### What to produce:
Could you restate exactly the lines that begin at the line with "Pointing guideline: for each instance of the blue" and end at the final line of the data?
··········
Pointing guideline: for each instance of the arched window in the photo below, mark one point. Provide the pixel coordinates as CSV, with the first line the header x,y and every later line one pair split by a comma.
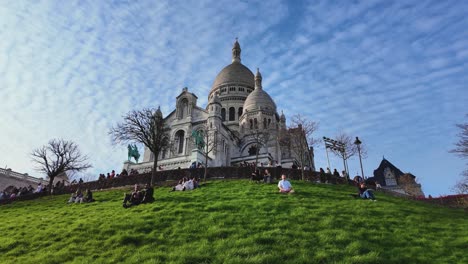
x,y
183,108
223,114
232,114
180,135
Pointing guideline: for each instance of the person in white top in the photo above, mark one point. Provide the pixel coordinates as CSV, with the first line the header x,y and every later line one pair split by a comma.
x,y
284,185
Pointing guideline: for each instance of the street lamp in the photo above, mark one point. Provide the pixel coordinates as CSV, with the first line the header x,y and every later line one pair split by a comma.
x,y
358,144
336,146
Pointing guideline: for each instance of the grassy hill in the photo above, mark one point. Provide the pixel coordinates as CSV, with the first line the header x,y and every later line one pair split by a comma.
x,y
234,222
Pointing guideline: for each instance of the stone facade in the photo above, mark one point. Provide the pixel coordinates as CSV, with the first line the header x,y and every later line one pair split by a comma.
x,y
238,113
393,179
9,178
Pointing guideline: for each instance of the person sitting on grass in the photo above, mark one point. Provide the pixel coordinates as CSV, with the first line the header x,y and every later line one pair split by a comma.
x,y
147,194
267,177
365,193
256,176
179,186
188,184
88,196
133,198
196,183
284,185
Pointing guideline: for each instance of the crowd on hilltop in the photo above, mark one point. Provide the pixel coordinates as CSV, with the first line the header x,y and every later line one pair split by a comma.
x,y
13,192
186,184
79,197
112,174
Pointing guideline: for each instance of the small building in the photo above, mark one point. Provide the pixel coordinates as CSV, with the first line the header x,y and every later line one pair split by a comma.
x,y
9,178
241,119
393,179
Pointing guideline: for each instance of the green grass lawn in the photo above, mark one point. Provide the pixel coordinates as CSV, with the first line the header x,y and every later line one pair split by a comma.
x,y
234,222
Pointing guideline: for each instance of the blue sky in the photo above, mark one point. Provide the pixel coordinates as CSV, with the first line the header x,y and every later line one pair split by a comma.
x,y
394,73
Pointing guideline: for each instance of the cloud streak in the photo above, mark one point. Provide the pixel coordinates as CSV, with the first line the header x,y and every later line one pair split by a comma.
x,y
392,73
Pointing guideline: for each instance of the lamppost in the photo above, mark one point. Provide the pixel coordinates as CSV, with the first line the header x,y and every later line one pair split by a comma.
··········
### Your response:
Pointing guideline: for each instance of the blue sky in the photo above, mark one point. Provide the pixel coordinates as CSV, with the first line the header x,y and every later line one pair split by a comma.
x,y
394,73
Pointing guideline: for each instance of the cloud streak in the photo above, mark one point. Provide the pixel coordinates as CSV, with the first line the header x,y and every later line one pair split by a comma.
x,y
392,73
Pointing guideline: for each instance of the lamppost in the photo above, mark one point. Provide the pixel coordinates as CSV, with the first line the header x,y and every later line one pair split by a comma.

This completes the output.